As reproduced in Alembic Club Reprints No. 1. (1906) unless otherwise indicated.

Part I.[edit]

  • Hoffman, in one of his observations, gives the history of a powder called Magnesia Alba, which had been long used, and esteemed as a mild and tasteless purgative; but the method of preparing it, was not generally known before he made it public.
  • It was originally obtained from a liquor called the Mother of nitre, which is produced in the following manner:
    Salt-petre is separated from the brine which first affords it, or from the water with which it is washed out of nitrous earths, by the process commonly used in crystallizing salts. In this process, the brine is gradually diminished, and at length reduced to a small quantity of an unctuous bitter saline liquor, affording no more saltpetre by evaporation, but, if urged with a brisk fire, drying up into a confused mass, which attracts water strongly, and becomes fluid again when exposed to the open air.
  • To this liquor the workmen have given the name of the Mother of nitre; and Hoffman, finding it composed of the magnesia united to an acid, obtained a separation of these, either by exposing the compound to a strong fire, in which the acid was dissipated, and the magnesia remained behind, or by the addition of an alkali, which attracted the acid to itself: and this last method he recommends as the best.
  • He likewise makes an inquiry into the nature and virtues of the powder thus prepared; and observes, that it is an absorbent earth, which joins readily with all acids, and must necessarily destroy any acidity it meets in the stomach; but that its purgative power is uncertain, for sometimes it has not the least effect of that kind. As it is a mere insipid earth, he rationally concludes it to be a purgative only when converted into a sort of neutral salt by an acid in the stomach, and that its effect is therefore proportional to the quantity of this acid.
  • [Hoffman] observing, some time after, that a bitter saline liquor, similar to that obtained from the brine of salt-petre, was likewise produced by the evaporation of those waters which contain common salt, had the curiosity to try if this would also yield a magnesia. The experiment succeeded: And he thus found out another process for obtaining this powder; and at the same time assured himself, by experiments, that the product from both was exactly the same.
  • I have... been obliged to make my experiments upon the second [method]. ...I at first employed the bitter saline liquor called bittern, which remains in the pans after the evaporation of sea-water. But as that liquor is not always easily procured, I afterwards made use of a salt called Epsom salt, which is separated from the bittern by crystallization, and is evidently composed of magnesia and the vitriolic acid.
  • Imagining that I perceived some resemblance between the properties of magnesia and those of alkalis, I was led to try what change this substance would suffer from the addition of quick-lime, which alters in such a peculiar manner the alkaline salts.

▶ [QUESTIONS ON THE MATERIAL]
#1 List every starting material from which the excerpt on magnesia alba says magnesia was obtained or prepared.
#2 Echo the stretch of the magnesia alba excerpt from "Part I.[edit]" through "made it public.".

▶ [PROVIDED RECORDS]
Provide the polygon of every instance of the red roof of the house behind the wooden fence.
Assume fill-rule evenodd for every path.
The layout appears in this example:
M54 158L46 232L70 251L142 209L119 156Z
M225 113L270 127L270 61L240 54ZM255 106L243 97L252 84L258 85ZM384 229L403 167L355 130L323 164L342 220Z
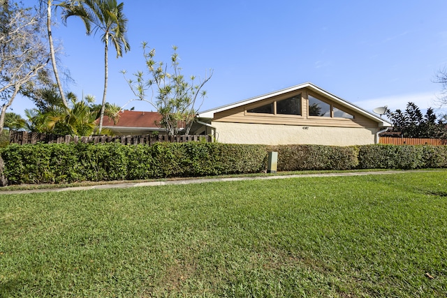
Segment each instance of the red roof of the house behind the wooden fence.
M161 114L158 112L139 112L124 110L119 112L117 124L112 119L104 117L103 126L139 127L139 128L159 128Z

▶ [TASK-BY-TASK SOLUTIONS]
#1
- The Mother of nitre
- The bitter saline liquor produced by evaporating waters that contain common salt
- Bittern, the liquor left in the pans after sea-water evaporates
- Epsom salt

#2
Part I.[edit]

  • Hoffman, in one of his observations, gives the history of a powder called Magnesia Alba, which had been long used, and esteemed as a mild and tasteless purgative; but the method of preparing it, was not generally known before he made it public.